■ WHAT IS NEEDED: Please extract every line of the listing below and copy each one out unchanged.

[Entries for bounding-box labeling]
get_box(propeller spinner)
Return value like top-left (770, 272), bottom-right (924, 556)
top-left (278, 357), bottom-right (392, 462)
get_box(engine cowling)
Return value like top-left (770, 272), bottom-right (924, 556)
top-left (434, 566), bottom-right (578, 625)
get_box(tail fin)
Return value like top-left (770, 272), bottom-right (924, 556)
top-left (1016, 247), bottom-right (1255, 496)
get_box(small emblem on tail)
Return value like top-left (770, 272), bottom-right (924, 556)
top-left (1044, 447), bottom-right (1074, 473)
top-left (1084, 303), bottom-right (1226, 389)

■ THE RESULT:
get_box(propeller spinner)
Return value like top-left (770, 272), bottom-right (924, 556)
top-left (278, 357), bottom-right (392, 462)
get_box(engine cowling)
Return value like top-left (770, 272), bottom-right (924, 556)
top-left (434, 566), bottom-right (578, 625)
get_box(tail fin)
Return value like top-left (770, 272), bottom-right (924, 556)
top-left (1016, 247), bottom-right (1255, 496)
get_box(small emblem on tail)
Return value like top-left (770, 272), bottom-right (924, 556)
top-left (1044, 447), bottom-right (1074, 473)
top-left (1084, 303), bottom-right (1226, 389)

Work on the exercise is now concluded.